▶ [RAW RECORDS]
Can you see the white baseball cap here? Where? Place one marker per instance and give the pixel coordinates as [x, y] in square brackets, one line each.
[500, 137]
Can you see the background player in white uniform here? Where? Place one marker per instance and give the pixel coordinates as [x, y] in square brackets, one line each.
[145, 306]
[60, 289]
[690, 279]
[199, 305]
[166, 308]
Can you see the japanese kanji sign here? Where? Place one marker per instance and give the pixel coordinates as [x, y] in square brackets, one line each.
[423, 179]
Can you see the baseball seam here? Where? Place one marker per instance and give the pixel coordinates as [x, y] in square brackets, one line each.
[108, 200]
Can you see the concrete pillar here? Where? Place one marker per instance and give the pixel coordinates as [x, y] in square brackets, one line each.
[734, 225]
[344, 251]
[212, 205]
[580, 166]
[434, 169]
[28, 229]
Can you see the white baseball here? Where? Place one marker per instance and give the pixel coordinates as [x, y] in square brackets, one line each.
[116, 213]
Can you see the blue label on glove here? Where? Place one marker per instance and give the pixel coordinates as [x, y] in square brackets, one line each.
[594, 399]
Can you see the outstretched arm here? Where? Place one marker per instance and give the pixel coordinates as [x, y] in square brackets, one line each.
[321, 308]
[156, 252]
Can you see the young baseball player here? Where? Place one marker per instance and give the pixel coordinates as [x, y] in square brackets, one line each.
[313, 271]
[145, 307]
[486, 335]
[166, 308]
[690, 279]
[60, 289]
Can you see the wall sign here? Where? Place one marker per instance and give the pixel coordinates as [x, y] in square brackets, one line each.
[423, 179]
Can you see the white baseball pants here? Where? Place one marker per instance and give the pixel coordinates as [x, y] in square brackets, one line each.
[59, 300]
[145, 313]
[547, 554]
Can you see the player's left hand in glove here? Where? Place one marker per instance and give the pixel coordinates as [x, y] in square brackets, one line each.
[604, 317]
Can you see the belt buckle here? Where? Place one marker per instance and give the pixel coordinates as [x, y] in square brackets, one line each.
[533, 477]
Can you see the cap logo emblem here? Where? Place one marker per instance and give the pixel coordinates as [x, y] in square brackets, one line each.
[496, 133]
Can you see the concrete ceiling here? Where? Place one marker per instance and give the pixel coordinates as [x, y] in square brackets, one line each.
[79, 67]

▶ [WRITTEN INSTRUCTION]
Echo every one of the items above word for word, line by line, keeping their order and punctuation unchanged.

▶ [EXERCISE SOLUTION]
Can you see the white baseball cap here? Where? Place one marker per instance and give the pixel coordinates as [x, y] in square brackets, one line each.
[500, 137]
Can you see the background player in white uniform here? Where? Place one marker per instance and give the pixel coordinates as [x, y] in square brackets, one line each.
[145, 306]
[60, 289]
[690, 279]
[199, 305]
[166, 308]
Can you see the japanese kanji sign here? Where? Place one marker per instance and give the pixel coordinates as [x, y] in square brackets, one line each.
[423, 179]
Can you see the baseball seam here? Where? Place one marker per instance and give the pixel coordinates as [x, y] in square brackets, one line each.
[108, 200]
Can you see the concrete pillar here? Where? Place one marker per instance and give the pixel coordinates as [x, y] in square brackets, one line each.
[734, 225]
[344, 251]
[212, 205]
[580, 166]
[434, 169]
[28, 229]
Can you see the white baseball here? Where? Place one marker per instance and give the pixel coordinates as [x, y] in square brackets, one line each.
[116, 213]
Can you see the blue label on glove here? Where? Place one marker per instance and give the pixel coordinates as [x, y] in square brackets, one line each.
[594, 399]
Can you see the outstretched arm here? Where? Place one marker per instance and give the pixel coordinates as [x, y] in square brackets, one line each.
[321, 308]
[156, 252]
Can you see the young baseball player here? Where? Place one marker per instance and give the pixel coordinates as [x, y] in square brackets, one line each.
[313, 271]
[145, 307]
[486, 335]
[166, 308]
[690, 279]
[60, 289]
Can you see the wall sign here? Where? Place one marker per instance and give the pixel coordinates as [x, y] in square brackets, one line each.
[423, 179]
Can you see the white baseball pants here? Where? Place one marker per instance and give the pixel coordinates as [x, y] in square brackets, one line each.
[59, 300]
[145, 313]
[547, 554]
Can you see the player's left hand in glove here? Where? Place one marker per instance and give the pixel coordinates as [x, y] in square brackets, one line each.
[604, 317]
Can you see the belt buckle here? Where? Place one marker per instance and give the pixel coordinates as [x, y] in square brackets, one line each.
[533, 477]
Can you see the cap logo emblem here? Where? Place one marker per instance and give the pixel coordinates as [x, y] in square brackets, one line each.
[496, 133]
Can you see the concrete ceiling here? Where? Place one marker per instance and give the pixel coordinates as [x, y] in square brackets, one line each.
[79, 67]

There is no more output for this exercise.